__JOB__.
Write out the part of the Freshman Studies article from "Freshmen in September" up to and including "and the course.", word for word.

__TEXT PROVIDED__.

>> begin

By John Dreher
Professor of Philosophy

The following article, taken from the Fall 1995 edition of Lawrence Today, was written for the 50th anniversary of the Freshman Studies Program.


Freshmen in September 1993 had their first Freshman Studies meeting in their 15-student discussion groups, and assembled two days later to hear their first Freshman Studies lecture in Stansbury Hall. Here is part of what they heard in the introduction of the lecturer, the lecture, and the course.

In the third weekend of June in the year 2007, you will return to campus for your tenth reunion. If you are at all like the rest of your predecessors at LU, you will, at the reunion, talk happily to each other about all the wonderful stuff you did in Freshman Studies, back in 1993-94.

Imagine that. You are now beginning to do the work, perform the feats, sweat the sweat, and earn the triumphs which will provide the content of your exultant memories, at your tenth reunion.

Well, let's hope it's like that for them -- or most of them -- in 2007, and for you -- or most of you -- now and always.

>> end

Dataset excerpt
>> begin

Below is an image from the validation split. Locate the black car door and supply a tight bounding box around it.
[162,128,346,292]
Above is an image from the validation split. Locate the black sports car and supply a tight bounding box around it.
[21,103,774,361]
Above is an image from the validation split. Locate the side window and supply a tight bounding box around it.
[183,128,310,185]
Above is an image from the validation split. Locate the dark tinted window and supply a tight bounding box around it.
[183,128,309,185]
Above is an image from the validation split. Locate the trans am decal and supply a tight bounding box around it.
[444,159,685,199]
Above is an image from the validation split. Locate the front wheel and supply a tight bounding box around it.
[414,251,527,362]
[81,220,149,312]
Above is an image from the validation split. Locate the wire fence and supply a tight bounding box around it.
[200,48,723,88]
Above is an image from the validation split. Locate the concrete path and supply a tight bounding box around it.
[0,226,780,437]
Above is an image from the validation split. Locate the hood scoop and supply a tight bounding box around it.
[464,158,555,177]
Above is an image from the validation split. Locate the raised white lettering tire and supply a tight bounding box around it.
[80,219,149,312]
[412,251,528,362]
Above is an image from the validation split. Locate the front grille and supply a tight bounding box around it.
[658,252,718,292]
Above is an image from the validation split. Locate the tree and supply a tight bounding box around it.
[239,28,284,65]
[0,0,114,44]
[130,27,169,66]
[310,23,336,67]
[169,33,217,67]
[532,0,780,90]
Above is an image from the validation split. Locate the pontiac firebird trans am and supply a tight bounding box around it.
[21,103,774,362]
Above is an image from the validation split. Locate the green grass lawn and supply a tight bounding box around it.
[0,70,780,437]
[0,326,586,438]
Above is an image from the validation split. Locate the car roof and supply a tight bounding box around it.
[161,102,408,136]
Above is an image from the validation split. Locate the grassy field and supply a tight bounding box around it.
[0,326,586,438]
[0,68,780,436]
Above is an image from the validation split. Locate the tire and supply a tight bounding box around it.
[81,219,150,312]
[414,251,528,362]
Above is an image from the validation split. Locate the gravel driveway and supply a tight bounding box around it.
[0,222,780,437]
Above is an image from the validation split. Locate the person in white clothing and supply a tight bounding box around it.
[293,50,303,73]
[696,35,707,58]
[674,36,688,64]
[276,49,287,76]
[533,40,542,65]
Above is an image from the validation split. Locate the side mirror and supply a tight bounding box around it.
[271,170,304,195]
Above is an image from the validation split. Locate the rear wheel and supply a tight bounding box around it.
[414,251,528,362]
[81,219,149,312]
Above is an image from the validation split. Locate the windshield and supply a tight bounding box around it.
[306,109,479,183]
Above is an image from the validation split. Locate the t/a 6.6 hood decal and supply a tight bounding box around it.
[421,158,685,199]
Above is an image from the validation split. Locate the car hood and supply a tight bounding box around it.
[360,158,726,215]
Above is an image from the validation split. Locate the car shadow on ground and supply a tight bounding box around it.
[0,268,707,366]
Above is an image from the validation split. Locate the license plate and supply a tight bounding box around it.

>> end

__FULL SOLUTION__.
Freshmen in September 1993 had their first Freshman Studies meeting in their 15-student discussion groups, and assembled two days later to hear their first Freshman Studies lecture in Stansbury Hall. Here is part of what they heard in the introduction of the lecturer, the lecture, and the course.